» **Work task**
Could you return the lines below exactly, from the first line up to and including the line that holds "hoof in the photo above."?

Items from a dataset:
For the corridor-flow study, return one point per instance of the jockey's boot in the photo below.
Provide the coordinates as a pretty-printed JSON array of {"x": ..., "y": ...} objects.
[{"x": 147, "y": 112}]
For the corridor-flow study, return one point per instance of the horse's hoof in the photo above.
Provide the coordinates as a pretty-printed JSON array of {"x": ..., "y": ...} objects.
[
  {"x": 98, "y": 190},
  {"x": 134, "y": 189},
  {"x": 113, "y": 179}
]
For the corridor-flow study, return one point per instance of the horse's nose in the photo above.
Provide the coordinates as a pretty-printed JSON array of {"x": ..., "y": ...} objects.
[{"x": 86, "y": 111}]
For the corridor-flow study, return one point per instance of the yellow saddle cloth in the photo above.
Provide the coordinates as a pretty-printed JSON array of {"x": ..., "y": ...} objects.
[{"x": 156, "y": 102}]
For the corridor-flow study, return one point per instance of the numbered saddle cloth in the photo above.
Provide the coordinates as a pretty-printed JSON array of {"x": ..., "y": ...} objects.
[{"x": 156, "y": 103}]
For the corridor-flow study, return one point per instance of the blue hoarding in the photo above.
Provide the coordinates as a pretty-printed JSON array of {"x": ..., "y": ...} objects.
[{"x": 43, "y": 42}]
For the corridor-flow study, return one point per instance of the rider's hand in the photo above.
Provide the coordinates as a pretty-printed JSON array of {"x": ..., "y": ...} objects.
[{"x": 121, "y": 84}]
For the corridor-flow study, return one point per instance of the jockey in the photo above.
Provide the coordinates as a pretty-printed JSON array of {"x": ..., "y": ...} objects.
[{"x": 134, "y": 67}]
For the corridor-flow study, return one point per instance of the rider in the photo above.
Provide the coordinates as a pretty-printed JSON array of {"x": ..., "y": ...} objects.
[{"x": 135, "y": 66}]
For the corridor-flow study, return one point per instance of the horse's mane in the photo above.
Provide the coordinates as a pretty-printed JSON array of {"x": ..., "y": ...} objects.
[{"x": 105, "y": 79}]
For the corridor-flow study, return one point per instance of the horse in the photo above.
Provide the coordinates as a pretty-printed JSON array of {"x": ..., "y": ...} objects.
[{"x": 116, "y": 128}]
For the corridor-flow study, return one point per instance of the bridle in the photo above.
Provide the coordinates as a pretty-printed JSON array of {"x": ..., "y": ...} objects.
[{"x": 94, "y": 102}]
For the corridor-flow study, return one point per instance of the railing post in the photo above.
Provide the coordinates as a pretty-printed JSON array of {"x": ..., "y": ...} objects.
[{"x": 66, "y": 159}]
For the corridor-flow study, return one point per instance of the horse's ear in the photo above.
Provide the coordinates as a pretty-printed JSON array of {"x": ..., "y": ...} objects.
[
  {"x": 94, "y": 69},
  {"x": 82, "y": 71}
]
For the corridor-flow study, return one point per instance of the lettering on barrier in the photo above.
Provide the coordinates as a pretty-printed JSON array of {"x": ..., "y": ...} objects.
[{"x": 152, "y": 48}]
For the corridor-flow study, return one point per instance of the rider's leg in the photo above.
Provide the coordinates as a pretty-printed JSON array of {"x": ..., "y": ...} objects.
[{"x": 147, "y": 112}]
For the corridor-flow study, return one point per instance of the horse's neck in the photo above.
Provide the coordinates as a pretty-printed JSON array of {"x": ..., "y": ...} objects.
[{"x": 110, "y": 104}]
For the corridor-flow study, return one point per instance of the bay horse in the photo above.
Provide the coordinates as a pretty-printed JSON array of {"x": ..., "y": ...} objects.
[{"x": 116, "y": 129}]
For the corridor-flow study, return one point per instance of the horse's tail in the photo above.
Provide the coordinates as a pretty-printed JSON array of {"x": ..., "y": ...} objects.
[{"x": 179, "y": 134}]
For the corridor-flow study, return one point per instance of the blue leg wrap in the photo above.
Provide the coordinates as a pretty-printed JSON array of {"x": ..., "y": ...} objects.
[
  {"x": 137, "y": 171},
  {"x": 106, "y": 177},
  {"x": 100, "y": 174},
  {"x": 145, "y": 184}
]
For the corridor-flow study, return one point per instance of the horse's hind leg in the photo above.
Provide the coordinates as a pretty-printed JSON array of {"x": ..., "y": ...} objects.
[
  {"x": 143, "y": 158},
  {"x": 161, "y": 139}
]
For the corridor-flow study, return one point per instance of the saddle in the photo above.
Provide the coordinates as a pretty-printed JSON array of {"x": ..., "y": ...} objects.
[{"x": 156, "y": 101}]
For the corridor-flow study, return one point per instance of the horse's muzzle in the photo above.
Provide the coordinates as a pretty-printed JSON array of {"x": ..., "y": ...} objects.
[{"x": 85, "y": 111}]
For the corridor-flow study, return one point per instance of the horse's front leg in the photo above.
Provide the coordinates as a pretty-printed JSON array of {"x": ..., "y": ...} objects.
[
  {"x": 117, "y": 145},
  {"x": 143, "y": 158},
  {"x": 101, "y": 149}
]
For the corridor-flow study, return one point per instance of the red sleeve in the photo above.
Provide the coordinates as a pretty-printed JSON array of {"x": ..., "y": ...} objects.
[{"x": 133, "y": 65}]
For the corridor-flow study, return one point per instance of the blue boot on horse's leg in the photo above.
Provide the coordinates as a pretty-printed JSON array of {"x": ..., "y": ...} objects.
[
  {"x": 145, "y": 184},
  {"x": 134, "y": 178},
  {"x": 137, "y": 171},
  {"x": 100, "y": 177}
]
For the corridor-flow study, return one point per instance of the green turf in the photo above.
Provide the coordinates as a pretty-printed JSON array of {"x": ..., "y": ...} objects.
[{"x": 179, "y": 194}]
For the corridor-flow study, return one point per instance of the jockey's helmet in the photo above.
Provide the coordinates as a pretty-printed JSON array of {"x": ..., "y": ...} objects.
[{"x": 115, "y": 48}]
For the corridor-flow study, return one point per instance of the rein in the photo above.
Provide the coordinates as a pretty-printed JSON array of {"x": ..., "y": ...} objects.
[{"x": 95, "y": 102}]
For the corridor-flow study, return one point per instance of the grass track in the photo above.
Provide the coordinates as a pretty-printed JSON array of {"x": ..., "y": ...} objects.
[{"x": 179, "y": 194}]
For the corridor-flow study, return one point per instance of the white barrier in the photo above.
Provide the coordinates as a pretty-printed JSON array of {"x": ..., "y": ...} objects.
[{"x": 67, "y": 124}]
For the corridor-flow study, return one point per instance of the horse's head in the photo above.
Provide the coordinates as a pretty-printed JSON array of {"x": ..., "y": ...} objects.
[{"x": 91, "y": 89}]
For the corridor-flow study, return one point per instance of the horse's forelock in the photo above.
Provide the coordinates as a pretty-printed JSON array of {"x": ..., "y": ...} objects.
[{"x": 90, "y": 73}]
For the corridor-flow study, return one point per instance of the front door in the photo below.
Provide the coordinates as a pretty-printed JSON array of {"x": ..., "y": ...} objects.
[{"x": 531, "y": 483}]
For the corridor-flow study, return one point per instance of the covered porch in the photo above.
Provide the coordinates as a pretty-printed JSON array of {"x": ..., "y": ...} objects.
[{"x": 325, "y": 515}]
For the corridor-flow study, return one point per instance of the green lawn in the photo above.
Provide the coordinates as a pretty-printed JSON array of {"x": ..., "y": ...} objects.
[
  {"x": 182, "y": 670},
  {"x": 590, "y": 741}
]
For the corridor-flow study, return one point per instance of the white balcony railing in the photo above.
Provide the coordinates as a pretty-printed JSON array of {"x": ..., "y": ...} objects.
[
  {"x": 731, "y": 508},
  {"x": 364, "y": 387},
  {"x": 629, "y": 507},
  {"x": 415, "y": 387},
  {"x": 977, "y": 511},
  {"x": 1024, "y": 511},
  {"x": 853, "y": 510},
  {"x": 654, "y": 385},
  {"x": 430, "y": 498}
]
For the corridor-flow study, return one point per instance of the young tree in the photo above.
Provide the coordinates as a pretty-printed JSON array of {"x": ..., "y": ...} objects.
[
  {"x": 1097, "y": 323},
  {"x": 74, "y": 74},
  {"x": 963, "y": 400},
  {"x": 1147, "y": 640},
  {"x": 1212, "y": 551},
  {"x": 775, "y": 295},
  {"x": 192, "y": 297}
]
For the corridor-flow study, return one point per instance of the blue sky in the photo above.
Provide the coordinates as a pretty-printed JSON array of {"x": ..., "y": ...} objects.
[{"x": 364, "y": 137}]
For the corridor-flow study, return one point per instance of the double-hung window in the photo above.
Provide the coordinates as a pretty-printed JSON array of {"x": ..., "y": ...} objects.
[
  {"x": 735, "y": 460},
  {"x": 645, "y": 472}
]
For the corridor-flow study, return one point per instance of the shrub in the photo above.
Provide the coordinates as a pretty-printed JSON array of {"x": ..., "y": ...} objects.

» **Result of this task**
For the corridor-flow study, return one point per instance of the jockey's boot in the photo below.
Provide the coordinates as a pretty-printed JSON array of {"x": ..., "y": ...} objects.
[{"x": 147, "y": 112}]
For the corridor-flow study, return one point per instance of the horse's hoof in the photo above.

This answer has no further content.